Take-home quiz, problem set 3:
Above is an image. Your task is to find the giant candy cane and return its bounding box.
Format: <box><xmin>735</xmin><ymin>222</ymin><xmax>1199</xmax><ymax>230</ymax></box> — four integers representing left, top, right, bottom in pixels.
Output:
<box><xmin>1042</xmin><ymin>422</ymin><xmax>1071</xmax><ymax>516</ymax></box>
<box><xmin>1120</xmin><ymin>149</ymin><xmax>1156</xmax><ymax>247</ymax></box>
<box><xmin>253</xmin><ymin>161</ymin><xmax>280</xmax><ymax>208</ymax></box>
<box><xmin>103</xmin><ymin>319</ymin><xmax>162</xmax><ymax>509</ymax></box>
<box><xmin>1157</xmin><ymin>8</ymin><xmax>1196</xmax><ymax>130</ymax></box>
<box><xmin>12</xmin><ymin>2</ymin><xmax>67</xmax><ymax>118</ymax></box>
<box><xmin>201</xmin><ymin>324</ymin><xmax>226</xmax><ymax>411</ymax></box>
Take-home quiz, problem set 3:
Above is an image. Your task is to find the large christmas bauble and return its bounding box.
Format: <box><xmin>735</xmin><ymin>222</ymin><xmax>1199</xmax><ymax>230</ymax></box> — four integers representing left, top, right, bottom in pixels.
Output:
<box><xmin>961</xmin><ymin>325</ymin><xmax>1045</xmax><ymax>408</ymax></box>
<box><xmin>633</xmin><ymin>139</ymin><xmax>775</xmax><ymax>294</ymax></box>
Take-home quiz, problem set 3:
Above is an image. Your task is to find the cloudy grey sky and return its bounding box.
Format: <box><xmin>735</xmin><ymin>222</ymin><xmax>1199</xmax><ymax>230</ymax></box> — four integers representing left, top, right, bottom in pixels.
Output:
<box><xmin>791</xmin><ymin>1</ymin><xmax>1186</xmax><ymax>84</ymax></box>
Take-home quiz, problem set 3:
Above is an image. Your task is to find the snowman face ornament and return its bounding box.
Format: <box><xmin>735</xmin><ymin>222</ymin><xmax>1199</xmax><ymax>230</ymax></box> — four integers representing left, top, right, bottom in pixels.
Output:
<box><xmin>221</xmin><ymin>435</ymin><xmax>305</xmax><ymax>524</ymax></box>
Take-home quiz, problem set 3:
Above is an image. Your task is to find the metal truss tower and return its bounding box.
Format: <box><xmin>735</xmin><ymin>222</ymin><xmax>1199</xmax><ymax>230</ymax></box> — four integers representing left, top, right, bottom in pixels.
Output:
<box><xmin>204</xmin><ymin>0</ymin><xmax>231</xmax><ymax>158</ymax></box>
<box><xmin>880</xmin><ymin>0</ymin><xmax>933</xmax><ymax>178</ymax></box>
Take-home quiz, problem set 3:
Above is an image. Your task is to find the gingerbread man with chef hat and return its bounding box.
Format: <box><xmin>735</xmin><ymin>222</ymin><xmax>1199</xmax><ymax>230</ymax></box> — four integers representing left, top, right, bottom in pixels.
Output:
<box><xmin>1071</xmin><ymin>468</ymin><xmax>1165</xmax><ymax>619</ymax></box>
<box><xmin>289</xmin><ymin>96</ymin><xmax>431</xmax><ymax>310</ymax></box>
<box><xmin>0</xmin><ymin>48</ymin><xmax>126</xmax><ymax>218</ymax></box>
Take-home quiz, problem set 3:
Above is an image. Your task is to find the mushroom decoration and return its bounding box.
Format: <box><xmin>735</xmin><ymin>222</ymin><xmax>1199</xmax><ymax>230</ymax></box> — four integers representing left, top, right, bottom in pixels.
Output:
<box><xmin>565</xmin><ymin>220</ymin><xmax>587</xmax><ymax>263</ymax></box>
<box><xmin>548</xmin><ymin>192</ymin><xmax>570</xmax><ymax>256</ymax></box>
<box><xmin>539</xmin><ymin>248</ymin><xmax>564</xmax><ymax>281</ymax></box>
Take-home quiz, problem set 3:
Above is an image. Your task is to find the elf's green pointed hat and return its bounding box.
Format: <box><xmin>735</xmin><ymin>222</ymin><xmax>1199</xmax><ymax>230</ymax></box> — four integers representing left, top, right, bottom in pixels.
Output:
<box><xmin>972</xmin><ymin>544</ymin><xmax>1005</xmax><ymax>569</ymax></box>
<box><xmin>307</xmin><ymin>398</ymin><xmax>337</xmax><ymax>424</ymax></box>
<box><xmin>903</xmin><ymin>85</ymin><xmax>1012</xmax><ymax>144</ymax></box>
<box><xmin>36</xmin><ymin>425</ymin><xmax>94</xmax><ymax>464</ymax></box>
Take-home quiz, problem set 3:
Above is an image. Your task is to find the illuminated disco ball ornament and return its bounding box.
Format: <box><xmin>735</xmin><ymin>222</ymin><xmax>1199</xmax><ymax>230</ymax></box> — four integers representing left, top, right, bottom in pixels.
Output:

## Task statement
Search the listing above for lines containing "Your", and copy them.

## Output for this task
Above is an image. Your task is to find the giant candy cane and return its bounding box.
Above is an image. Your task is to find the large christmas bauble and return its bounding box.
Above is an image. Your task is to find the cloudy grey sky and return its bounding box.
Above is an image. Your task is to find the snowman face ornament and return its bounding box.
Above is an image. Your task is to find the metal truss tower and return its bounding box.
Above is an image. Your task is to find the gingerbread man with chef hat and return its bounding box.
Above is an image. Your task is to find the mushroom decoration and return its bounding box.
Above is an image. Your task is to find the elf's green pointed hat and return its bounding box.
Above is an image. Your task is to find the illuminated disco ball ornament and return its bounding box.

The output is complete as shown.